» **Goal 1**:
According to the tax credit overview, by when must Form 8850 be submitted to the State Employment Security Agency?

Overview

The Work Opportunity Tax Credit (WOTC) provides businesses with an incentive to hire individuals from groups that have a particularly high unemployment rate or other special employment needs.  The business does not have to be in a federal empowerment zone, state enterprise zone or renewal community to qualify for this credit.  A credit can be claimed if a business pays or incurs “qualified first-year wages” to a “targeted group employee”. 

The Work Opportunity Credit (Form 5884) is used to claim the WOTC for qualified 1st-year wages paid by the business to or incurred for targeted-group employees during the tax year.  The Pre-Screening Notice and Certification Request for the Work Opportunity and Welfare-to-Work Credits (Form 8850) must be signed by the employer and by the qualified individual and submitted to the State Employment Security Agency (SESA) by the 28th calendar day after the individual begins work. If the SESA denies the request, it will provide a written explanation of the reason for denial.


Targeted Group Employee:

A targeted group employee is any employee who has been certified by SESA as a:

  1. Qualified recipient of assistance under Temporary Assistance for Needy Families (TANF)
  2. Qualified veteran
  3. Qualified ex-felon
  4. High-risk youth
  5. Vocational rehabilitation referral
  6. Qualified summer youth employee
  7. Food stamp recipient
  8. Supplemental security income

Qualified first-year wages:

“Qualified first-year wages” are qualified wages you pay or incur for work performed by a targeted group employee during the 1st-year period beginning on the date the individual begins work for the business.  Qualified wages are generally wages subject to the Federal Unemployment Tax Act (FUTA) without regard to the FUTA dollar limit, but not more than $6,000 each tax year for each employee ($3,000 each tax year for a summer youth employee).

» **Goal 2**:
Retype the entries that follow line for line, omitting the picture.

» **Materials provided**:

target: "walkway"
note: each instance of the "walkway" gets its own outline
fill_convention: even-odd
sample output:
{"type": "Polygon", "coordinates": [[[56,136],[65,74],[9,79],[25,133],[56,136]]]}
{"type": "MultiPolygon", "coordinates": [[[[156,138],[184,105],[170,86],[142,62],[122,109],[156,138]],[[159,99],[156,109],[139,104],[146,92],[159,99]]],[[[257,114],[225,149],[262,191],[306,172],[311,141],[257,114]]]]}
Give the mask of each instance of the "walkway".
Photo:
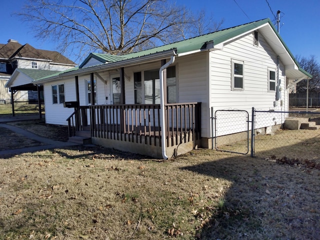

» **Exercise response 1**:
By the 28th calendar day after the individual begins work.

» **Exercise response 2**:
target: "walkway"
note: each instance of the "walkway" gets its own outline
fill_convention: even-odd
sample output:
{"type": "Polygon", "coordinates": [[[56,136],[65,74],[9,79],[25,133],[56,136]]]}
{"type": "MultiPolygon", "coordinates": [[[[156,138],[184,105],[170,86],[142,62],[122,109],[156,138]],[[159,99],[156,109],[139,104],[146,92],[159,99]]],[[[257,114],[225,149],[262,191],[306,172],[311,141],[257,114]]]]}
Give the mask of each instance of the "walkway".
Photo:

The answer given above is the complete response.